**Fragmento:**
:::::

En este marco, Fuchs destaca que Grossberg le da forma a esta intención mediante una revisión de la teoría del valor de Marx. Grossberg propone una teoría del valor, dice, “radicalmente contextual” (Fuchs, 2014, p. 503) descentrando el concepto de valor del concepto de trabajo -recordemos que para Marx el valor de una mercancía depende del trabajo socialmente necesario para producirla-. Sin embargo, para Fuchs, esta intención de contextualizar la teoría del valor, asumiéndola en su multidimensionalidad, heterogeneidad y diferencia, disimula una posición relativista que no permite analizar adecuadamente las relaciones de poder entre las diferentes esferas que constituyen lo social (y que justificarían un abordaje contextualizado y heterogéneo) ya que “estas esferas están relacionadas unas con otras, en dimensiones variables que están determinadas en las luchas. El radical contextualismo arriesga concebir y analizar el poder como una serie de contenedores independientes, no como relaciones de poder” (p. 506).
El libro de John Hartley tiene también entre sus objetivos concretar el vínculo entre ambas disciplinas. Su proyecto, nos informa Fuchs, se denomina “Ciencia cultural 2.0” y tiene como base la economía evolutiva. Su perspectiva sobre Internet reproduce todas las valoraciones positivas, tanto políticas como sociales y culturales, que se han difundido desde perspectivas de raíz tecnofílica. No repara en el simple hecho de que no todas las personas tienen acceso a esta “democrática red autoorganizativa” (Fuchs, 2014, p. 508), aunque reconoce que en las redes sociales puede haber centros y estar dominados por algunas elites; sin embargo, para él “este este análisis no está conectado sistemáticamente con las desigualdades en el poder de la sociedad” (p. 508). Por el contrario, Hartley asume, afirma Fuchs, que tales mercados serían un espacio democrático porque muchas personas tienen dispositivos mediante los cuales podrían, con trabajo y esfuerzo, ser parte de ese círculo privilegiado, al menos por un corto tiempo. Compartimos la idea de Fuchs de que esta lógica reproduce todos los principios neoliberales de realización del individualismo y responsabilidad personal, tanto en el éxito como en el fracaso.

:::::

**Extractos de datos:**

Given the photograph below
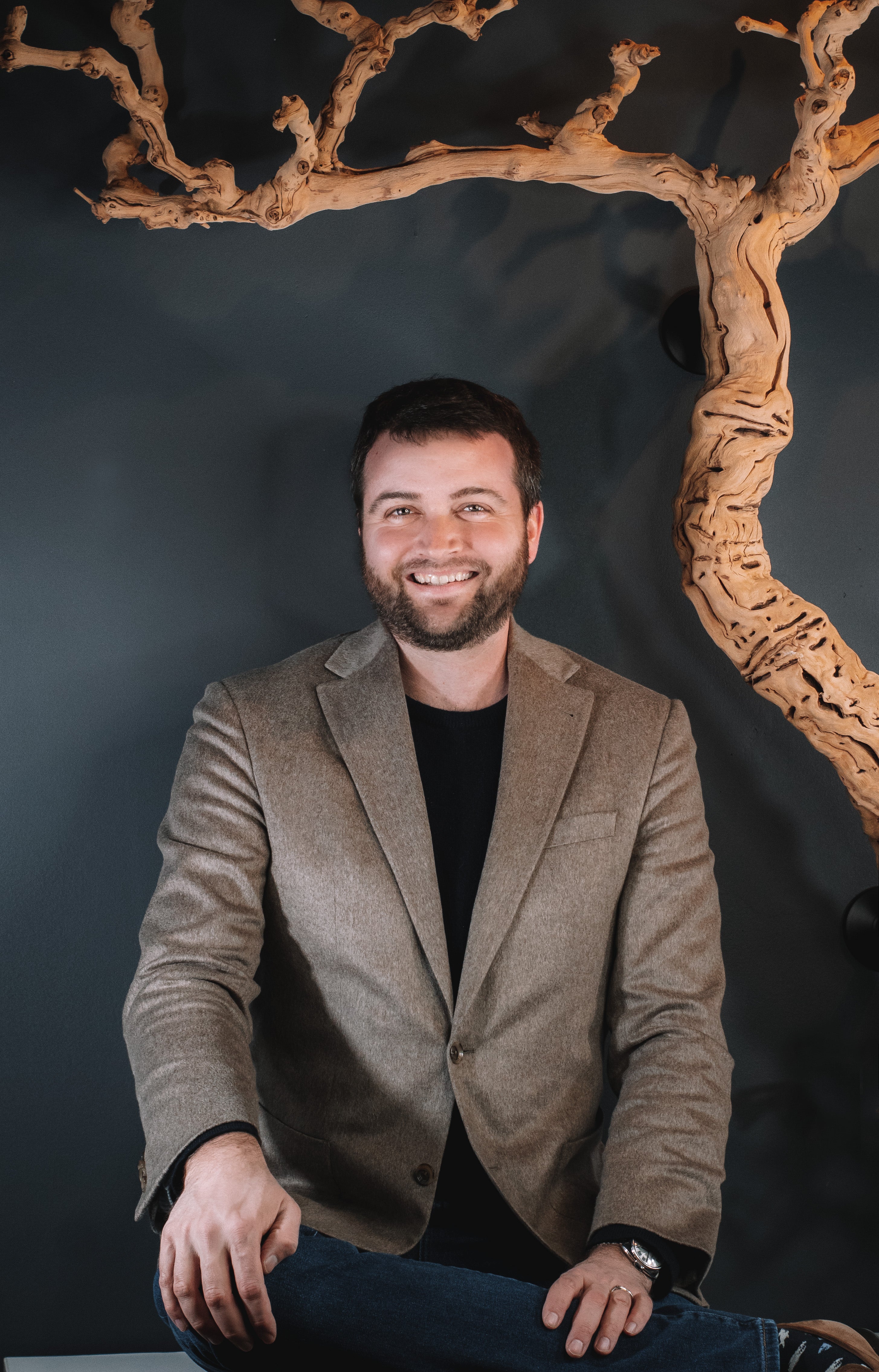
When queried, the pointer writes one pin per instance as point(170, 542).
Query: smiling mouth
point(431, 579)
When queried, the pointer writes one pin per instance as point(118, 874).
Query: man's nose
point(441, 536)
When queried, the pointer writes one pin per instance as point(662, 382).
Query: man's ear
point(534, 528)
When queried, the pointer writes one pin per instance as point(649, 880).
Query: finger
point(252, 1287)
point(166, 1285)
point(613, 1320)
point(221, 1301)
point(586, 1320)
point(560, 1296)
point(187, 1287)
point(282, 1239)
point(639, 1314)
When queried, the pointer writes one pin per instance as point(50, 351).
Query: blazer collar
point(367, 714)
point(548, 714)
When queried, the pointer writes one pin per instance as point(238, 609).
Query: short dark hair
point(420, 411)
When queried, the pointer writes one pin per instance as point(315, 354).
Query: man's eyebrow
point(478, 490)
point(393, 496)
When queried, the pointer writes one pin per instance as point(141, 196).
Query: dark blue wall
point(177, 411)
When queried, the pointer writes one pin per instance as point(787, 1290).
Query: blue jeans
point(338, 1308)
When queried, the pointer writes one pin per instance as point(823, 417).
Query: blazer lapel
point(368, 718)
point(544, 737)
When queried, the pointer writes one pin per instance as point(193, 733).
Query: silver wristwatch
point(642, 1259)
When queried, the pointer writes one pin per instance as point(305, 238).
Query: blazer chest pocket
point(578, 829)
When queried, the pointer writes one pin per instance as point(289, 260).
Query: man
point(442, 864)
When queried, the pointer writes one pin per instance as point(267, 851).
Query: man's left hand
point(603, 1312)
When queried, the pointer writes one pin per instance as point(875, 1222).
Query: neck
point(471, 678)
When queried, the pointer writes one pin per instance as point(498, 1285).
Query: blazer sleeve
point(667, 1057)
point(187, 1017)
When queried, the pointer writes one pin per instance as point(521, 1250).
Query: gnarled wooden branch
point(784, 647)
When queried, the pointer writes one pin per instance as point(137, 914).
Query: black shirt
point(460, 763)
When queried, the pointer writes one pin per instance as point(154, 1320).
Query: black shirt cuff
point(172, 1183)
point(672, 1256)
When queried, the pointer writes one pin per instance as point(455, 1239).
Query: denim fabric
point(338, 1308)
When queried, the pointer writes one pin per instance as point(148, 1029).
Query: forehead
point(441, 464)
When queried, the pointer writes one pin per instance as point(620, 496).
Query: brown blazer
point(294, 967)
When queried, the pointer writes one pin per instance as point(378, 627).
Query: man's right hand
point(231, 1226)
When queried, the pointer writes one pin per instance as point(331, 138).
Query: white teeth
point(442, 581)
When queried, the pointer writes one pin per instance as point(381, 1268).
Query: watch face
point(645, 1256)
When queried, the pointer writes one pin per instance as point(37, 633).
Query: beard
point(478, 621)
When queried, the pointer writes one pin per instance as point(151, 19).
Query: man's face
point(445, 542)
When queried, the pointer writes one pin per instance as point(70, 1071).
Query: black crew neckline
point(434, 717)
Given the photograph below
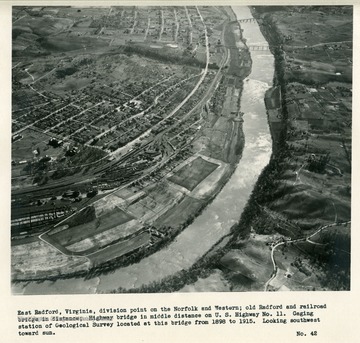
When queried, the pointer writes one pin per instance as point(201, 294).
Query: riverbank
point(218, 217)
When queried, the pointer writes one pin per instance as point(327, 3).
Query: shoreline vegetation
point(171, 232)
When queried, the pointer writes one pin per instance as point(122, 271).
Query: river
point(225, 210)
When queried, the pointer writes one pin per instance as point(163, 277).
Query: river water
point(217, 219)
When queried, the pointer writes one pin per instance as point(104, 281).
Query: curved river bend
point(225, 210)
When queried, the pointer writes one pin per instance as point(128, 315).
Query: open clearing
point(190, 175)
point(103, 223)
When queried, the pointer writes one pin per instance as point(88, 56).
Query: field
point(120, 249)
point(190, 175)
point(105, 222)
point(180, 214)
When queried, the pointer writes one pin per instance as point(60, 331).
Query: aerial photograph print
point(159, 149)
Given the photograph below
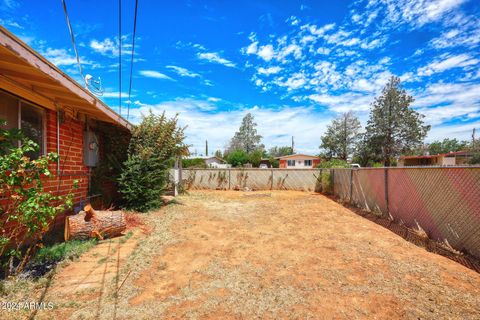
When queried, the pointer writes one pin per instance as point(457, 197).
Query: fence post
point(175, 178)
point(332, 174)
point(321, 181)
point(351, 184)
point(271, 182)
point(386, 189)
point(229, 174)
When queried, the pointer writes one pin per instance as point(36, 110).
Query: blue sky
point(294, 64)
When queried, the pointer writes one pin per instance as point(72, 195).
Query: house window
point(25, 116)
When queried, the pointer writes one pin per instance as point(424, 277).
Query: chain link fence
point(442, 202)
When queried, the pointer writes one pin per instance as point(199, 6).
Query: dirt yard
point(259, 255)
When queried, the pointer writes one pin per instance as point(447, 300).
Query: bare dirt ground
point(260, 255)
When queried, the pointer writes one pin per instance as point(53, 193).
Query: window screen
point(9, 110)
point(32, 126)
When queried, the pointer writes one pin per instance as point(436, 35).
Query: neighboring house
point(264, 164)
point(214, 162)
point(446, 159)
point(299, 161)
point(56, 112)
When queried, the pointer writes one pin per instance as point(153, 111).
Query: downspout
point(58, 142)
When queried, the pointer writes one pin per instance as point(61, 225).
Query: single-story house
point(299, 161)
point(446, 159)
point(213, 162)
point(57, 113)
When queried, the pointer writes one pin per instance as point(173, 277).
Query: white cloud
point(266, 52)
point(447, 62)
point(154, 74)
point(302, 122)
point(115, 94)
point(323, 50)
point(109, 47)
point(214, 57)
point(252, 48)
point(290, 49)
point(105, 47)
point(296, 81)
point(269, 71)
point(61, 57)
point(344, 102)
point(414, 13)
point(183, 72)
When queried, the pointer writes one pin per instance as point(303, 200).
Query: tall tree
point(394, 128)
point(341, 136)
point(246, 138)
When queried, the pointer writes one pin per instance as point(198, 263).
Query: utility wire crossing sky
point(293, 64)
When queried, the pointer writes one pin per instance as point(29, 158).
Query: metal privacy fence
point(442, 201)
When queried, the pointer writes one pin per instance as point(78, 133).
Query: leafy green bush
point(26, 211)
point(193, 163)
point(154, 143)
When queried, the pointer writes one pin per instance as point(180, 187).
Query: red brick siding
point(71, 157)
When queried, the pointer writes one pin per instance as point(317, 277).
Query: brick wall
point(71, 157)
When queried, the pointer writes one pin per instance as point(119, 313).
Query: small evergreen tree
point(394, 128)
point(155, 141)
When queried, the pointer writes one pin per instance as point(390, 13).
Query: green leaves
point(28, 209)
point(246, 138)
point(393, 127)
point(155, 141)
point(341, 136)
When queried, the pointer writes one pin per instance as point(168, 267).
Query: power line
point(133, 52)
point(72, 36)
point(120, 57)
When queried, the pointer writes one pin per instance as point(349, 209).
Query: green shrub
point(154, 143)
point(334, 163)
point(193, 163)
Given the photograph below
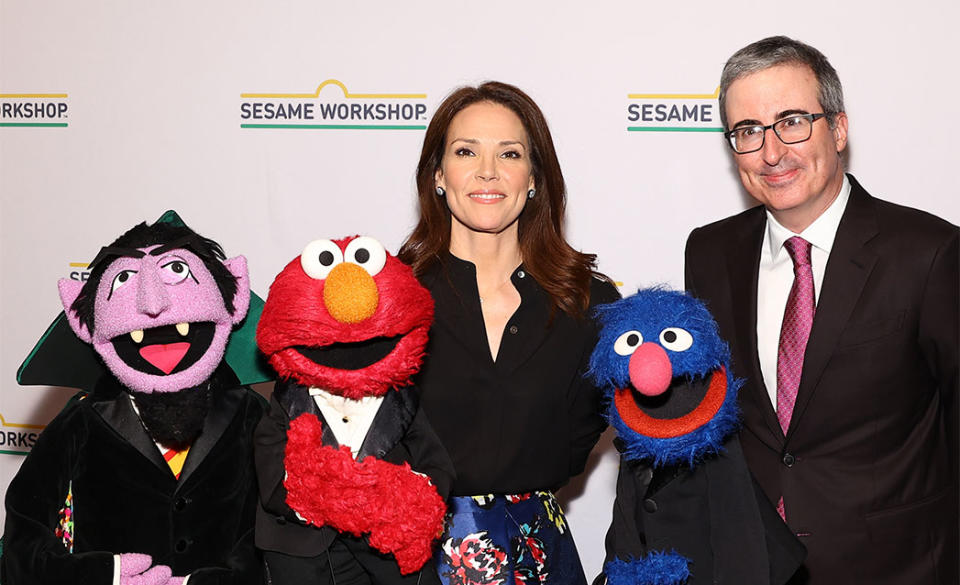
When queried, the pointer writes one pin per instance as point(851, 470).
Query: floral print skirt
point(519, 539)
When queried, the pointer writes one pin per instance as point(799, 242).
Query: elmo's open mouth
point(351, 356)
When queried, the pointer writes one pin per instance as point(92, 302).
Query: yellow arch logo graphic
point(343, 87)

:::::

**Consigna A:** Enumera a todas las personas que el fragmento menciona por su nombre.
**Consigna B:** Transcribe del listado, tal cual, las líneas que van desde la que contiene "as point(424, 277)." hasta la que contiene "point(32, 126)", ambas incluidas.

**Solución A:** Fuchs, Grossberg, Marx y John Hartley.

**Solución B:**
When queried, the pointer writes one pin per instance as point(424, 277).
Query: chain link fence
point(442, 202)
When queried, the pointer writes one pin per instance as point(199, 6).
Query: dirt yard
point(259, 255)
When queried, the pointer writes one pin per instance as point(447, 300).
Query: bare dirt ground
point(260, 255)
When queried, the pointer writes one pin per instance as point(53, 193).
Query: window screen
point(9, 110)
point(32, 126)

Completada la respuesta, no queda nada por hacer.